I find people who are strongly themselves inspiring. My friend Beth someone I’ve known for quite sometime, because her brother is one of my longest and dearest friendships…is now someone I care about quite a lot and someone who has inspired me…to speak up, to continue being who and how I am , and to keep trying. Without her I wouldn’t have made it through those last couple of weeks in October when things got so difficult.
Which has to do with being on auto pilot. I was in a situation toxic enough that I just trudged through every day. Head down, sometimes crying there , often crying in the morning and finally throwing up daily. I would come home and get through the required things and then just shut down, turn off—nothing left, running on empty, crashing and burning into the end of the day. I quit writing, I quit painting, I quit lifting weights, I quit walking, I quit taking pictures. We rarely hung out with friends. It took everything I had to keep showing up for something that was eating away at me. It wasn’t fun, it wasn’t interesting, it was stressful, the personalities were difficult, there was too much intrigue, too many lies, too much ugliness. I had nothing left of myself.
And then it did all explode. And it was horrible and frightening and mean spirited. And ugly..throwing up, shaking in fear ugly.

• • • • •

[Task description] Continue the personal essay about getting through a toxic situation, starting after its final sentence.

• • • • •

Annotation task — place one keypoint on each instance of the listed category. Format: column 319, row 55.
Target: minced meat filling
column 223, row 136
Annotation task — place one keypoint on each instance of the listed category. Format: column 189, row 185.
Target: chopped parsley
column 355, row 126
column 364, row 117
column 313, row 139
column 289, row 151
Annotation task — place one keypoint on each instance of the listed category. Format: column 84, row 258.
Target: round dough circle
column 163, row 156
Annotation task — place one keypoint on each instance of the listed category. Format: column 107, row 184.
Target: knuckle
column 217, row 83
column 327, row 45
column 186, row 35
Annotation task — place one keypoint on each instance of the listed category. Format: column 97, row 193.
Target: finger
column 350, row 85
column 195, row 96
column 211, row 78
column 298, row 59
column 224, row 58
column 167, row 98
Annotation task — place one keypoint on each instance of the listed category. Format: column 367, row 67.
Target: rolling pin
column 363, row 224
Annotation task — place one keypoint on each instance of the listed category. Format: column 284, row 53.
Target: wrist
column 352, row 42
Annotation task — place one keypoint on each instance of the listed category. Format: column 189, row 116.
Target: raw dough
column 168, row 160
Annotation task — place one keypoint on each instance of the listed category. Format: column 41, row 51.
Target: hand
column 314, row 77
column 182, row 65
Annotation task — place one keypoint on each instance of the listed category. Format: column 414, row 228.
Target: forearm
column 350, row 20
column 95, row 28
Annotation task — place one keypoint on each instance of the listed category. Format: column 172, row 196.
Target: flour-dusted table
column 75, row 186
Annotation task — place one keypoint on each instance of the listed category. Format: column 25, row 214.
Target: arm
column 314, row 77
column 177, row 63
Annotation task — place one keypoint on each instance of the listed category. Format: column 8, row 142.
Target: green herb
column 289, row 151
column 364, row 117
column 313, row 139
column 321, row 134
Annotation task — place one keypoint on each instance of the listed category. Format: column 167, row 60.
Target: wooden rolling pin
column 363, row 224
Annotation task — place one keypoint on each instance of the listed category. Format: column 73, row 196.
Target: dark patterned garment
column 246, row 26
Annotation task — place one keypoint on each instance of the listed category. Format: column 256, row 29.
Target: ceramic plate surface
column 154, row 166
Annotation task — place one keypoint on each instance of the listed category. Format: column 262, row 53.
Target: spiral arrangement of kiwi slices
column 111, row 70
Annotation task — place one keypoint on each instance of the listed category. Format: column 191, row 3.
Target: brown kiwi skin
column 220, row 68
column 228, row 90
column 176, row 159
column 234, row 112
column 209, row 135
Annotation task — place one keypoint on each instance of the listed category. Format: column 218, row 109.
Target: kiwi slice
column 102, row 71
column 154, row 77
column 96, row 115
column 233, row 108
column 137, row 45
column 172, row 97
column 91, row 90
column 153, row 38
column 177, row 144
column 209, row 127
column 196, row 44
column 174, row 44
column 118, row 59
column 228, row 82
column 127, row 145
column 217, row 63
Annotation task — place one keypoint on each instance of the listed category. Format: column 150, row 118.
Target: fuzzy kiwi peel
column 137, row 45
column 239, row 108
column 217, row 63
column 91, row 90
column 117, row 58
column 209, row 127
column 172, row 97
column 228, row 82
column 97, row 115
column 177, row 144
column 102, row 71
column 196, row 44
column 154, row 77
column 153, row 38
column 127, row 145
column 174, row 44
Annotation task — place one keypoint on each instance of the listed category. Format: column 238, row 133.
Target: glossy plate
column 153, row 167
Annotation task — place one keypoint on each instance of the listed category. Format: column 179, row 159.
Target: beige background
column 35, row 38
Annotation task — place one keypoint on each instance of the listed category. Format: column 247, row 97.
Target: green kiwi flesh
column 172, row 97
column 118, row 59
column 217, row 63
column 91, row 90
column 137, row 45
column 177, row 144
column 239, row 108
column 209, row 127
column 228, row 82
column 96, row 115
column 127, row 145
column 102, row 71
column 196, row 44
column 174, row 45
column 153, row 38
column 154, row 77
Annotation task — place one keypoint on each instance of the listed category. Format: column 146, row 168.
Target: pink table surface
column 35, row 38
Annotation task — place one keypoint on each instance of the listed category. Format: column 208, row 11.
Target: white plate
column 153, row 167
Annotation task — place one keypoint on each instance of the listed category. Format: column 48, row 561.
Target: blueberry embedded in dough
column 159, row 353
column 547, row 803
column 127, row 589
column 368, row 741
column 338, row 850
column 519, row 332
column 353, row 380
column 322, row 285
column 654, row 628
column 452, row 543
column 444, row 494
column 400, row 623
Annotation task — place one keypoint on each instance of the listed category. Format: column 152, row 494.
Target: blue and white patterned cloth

• • • • •

[Response box]
And then it wasn’t. And I was on to something new, and fun, and interesting and kind and good.
And I am writing again and trying to figure out how I can get better with my phone camera because I miss instagram. And I started painting the kitchen some wacky colors. And the house is cleaner, and the clothes are folded and as soon as I shake this cough I’m going to start swimming.
How am I not going to be on autopilot in 2014?
I am going to go back to doing all the things that feel good..making things, writing things. I can do this because
my soul isn’t being consumed by a toxic situation anymore. I’m going to use this chance to learn and improve on everything I have a chance at professionally. I will be humble and teachable.
I’m going to continue walking away from people and situations that mistreat me.
And hopefully, hopefully…I won’t feel the need to escape into sleep, wine, more sleep and tears . So far so good.